> _Task to carry out_: Every entry, from first to last, is to be written out exactly.

[Records from a data source]
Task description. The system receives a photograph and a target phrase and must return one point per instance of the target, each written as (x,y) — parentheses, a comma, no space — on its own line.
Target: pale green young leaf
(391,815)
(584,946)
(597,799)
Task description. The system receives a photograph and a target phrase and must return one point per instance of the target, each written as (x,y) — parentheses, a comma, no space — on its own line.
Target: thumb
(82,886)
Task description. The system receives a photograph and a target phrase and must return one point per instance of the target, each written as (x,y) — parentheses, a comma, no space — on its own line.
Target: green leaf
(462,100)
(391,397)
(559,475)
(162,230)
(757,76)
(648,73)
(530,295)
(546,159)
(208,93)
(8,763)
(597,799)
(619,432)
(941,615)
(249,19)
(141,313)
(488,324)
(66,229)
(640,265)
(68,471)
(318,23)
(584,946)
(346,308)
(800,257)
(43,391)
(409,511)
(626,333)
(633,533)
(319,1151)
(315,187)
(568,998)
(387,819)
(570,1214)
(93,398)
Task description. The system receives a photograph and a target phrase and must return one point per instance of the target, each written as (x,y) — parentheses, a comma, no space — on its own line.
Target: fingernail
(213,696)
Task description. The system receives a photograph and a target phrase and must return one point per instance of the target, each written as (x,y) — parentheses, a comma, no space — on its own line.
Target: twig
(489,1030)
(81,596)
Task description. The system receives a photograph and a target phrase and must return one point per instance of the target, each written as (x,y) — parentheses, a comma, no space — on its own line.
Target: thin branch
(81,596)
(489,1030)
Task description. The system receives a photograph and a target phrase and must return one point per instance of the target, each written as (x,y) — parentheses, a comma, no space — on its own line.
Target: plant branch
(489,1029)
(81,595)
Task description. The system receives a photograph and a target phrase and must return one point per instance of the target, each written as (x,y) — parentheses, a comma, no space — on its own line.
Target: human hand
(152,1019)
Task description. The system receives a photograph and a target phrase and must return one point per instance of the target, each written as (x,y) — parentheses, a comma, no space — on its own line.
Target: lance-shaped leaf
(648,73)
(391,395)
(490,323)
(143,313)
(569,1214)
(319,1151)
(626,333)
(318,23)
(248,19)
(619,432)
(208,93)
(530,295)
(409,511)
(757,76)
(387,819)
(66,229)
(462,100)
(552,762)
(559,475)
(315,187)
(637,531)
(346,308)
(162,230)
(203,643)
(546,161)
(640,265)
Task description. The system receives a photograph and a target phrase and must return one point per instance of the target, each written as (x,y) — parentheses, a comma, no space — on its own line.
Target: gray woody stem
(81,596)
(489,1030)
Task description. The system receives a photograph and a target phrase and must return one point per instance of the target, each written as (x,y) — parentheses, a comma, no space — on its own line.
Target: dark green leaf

> _Answer space_:
Task description. The system receives a photograph and a target phrase and must return one point per instance of the target, each written as (x,y) — parentheses, a comma, no space — on its own line.
Target: pale green young leaf
(391,815)
(584,946)
(597,799)
Task description. The system receives a photograph and a target phrase and must return one point per instance of the target, each written as (x,y) — parentheses, a comma, no space — on its own line.
Target: thumb
(82,886)
Task description. The system receives a photograph and a target phrase and must return one point per instance of the target, each written as (x,y) — parentheses, a comma, no space — on its own line.
Target: green leaf
(462,100)
(391,397)
(559,475)
(162,230)
(757,76)
(648,73)
(530,295)
(546,159)
(208,93)
(8,763)
(597,799)
(619,432)
(941,615)
(249,19)
(141,313)
(488,324)
(66,229)
(640,265)
(68,471)
(318,23)
(584,946)
(346,308)
(800,257)
(43,391)
(409,511)
(626,333)
(633,533)
(319,1151)
(315,187)
(568,998)
(387,819)
(570,1214)
(93,398)
Task description. The system receives a photograph and a target phrase and must return one point per instance of the target, each written as (x,y) — parentheses, a comma, no space — on its own line.
Target: fingernail
(213,696)
Task description. The system receives a photograph and a target phrase and must return one point per instance of the target, each written as (x,y) — parentheses, a comma, no space — on its own line.
Target: twig
(489,1030)
(81,596)
Task description. The system receives a photograph and a target phrase and must return one point per instance of the target, each written as (x,y) — parentheses, a comma, no space — on its own line.
Target: thin branch
(81,596)
(489,1030)
Task description. The system receives a photograph and a target phrase and must return one point per instance of the target, each written as (x,y) — parentheses, a comma, no space — on its own line.
Target: plant branch
(489,1029)
(81,595)
Task description. The system receives a photograph and a target phrase and must return one point per instance of the target, each written as (x,y) — parentheses, a comma, no space — on its own line.
Target: human hand
(152,1019)
Task description. The system receives a photograph and a target phrase and must return one point per instance of the target, each written as (x,y) — parentheses, a comma, no space — on its own line.
Target: lance-shaped leaf
(648,73)
(391,395)
(490,323)
(143,313)
(569,1214)
(319,1151)
(626,333)
(318,23)
(248,19)
(619,432)
(208,93)
(530,295)
(409,511)
(757,76)
(387,819)
(66,229)
(462,100)
(552,762)
(559,475)
(315,187)
(637,531)
(346,308)
(162,230)
(203,643)
(546,161)
(640,265)
Task description. The system receives a photograph and a target phrase and must return one point per instance of the target, each written as (x,y) — parentheses, a comma, no space — on its own line.
Target: gray woody stem
(81,596)
(489,1030)
Task description. The system receives a photograph and a target phrase and must return one point per instance of the target, each written as (x,y) — parentheses, a comma, no space — on its own line.
Target: dark green leaf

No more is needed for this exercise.